1. Le passeport rouge à croix blanche
Je n’ai jamais assisté dans ma vie qu’à trois mariages. Je précise : à la mairie, jamais dans un lieu de culte. Les deux premiers furent lugubres. Il se trouve que j’étais le marié, l’homme qui se trouvait pris, malgré lui (enfin pas tout à fait), dans un piège dont il n’eut qu’une hâte : en sortir au plus vite.
La première fois, il avait pour excuse sa jeunesse et un cœur moins sec que celui d’aujourd’hui. La délicieuse vietnamienne avec laquelle il partageait son lit avait perdu sa nationalité après la chute de Saïgon. Devenue apatride, elle aspirait à obtenir le très convoité passeport rouge à croix blanche. Il ne pouvait le lui refuser. Il savait que son avenir professionnel – elle travaillait pour Nestlé – en dépendait. Le mariage fut donc célébré à l’Hôtel de Ville à Lausanne, place de la Palud, suivi d’un déjeuner à La Grappe d’Or avec les deux témoins.
C’était une situation schizophrénique : l’homme qui était moi disait oui et je pensais non. Plus la cérémonie avançait, plus le charme de la jeune mariée s’estompait : je ne voyais plus que le boulet que j’aurais à traîner jusqu’à la fin de mes jours. Elle prétendait que notre amour était fragile comme du cristal, qu’il nous fallait tout sacrifier pour le préserver jusqu’à notre mort. Cela m’incita à le briser au plus vite. Dès qu’elle l’apprit, elle recourut au moyen de chantage le plus médiocre : le suicide. Je n’étais pas très doué pour la culpabilité. Elle ne l’était pas plus pour les solutions extrêmes. Elle monta dans sa Mini Cooper avec l’intention de se jeter dans un précipice. Je n’en valais sans doute pas la peine : je la retrouvai quelques heures plus tard dans un salon de beauté. Toutes les grandes passions s’achèvent pour les femmes dans un salon de beauté. Et pour les hommes dans les bras d’une autre crazy girl.
◇ ◇ ◇ ◇ ◇ ◇ ◇
» But de l'exercice:
Recopiez mot pour mot le récit sur le passeport rouge, depuis « 1. Le passeport » jusqu'à « sortir au plus vite. » compris.

Données d'annotation par points:
◇ ◇ ◇ ◇ ◇ ◇ ◇
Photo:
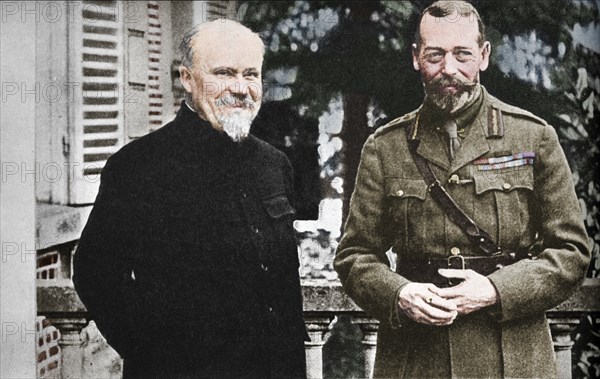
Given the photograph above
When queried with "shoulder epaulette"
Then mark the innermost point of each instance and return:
(511, 109)
(397, 122)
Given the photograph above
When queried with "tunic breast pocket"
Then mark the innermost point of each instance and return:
◇ ◇ ◇ ◇ ◇ ◇ ◇
» Le résultat:
1. Le passeport rouge à croix blanche
Je n’ai jamais assisté dans ma vie qu’à trois mariages. Je précise : à la mairie, jamais dans un lieu de culte. Les deux premiers furent lugubres. Il se trouve que j’étais le marié, l’homme qui se trouvait pris, malgré lui (enfin pas tout à fait), dans un piège dont il n’eut qu’une hâte : en sortir au plus vite.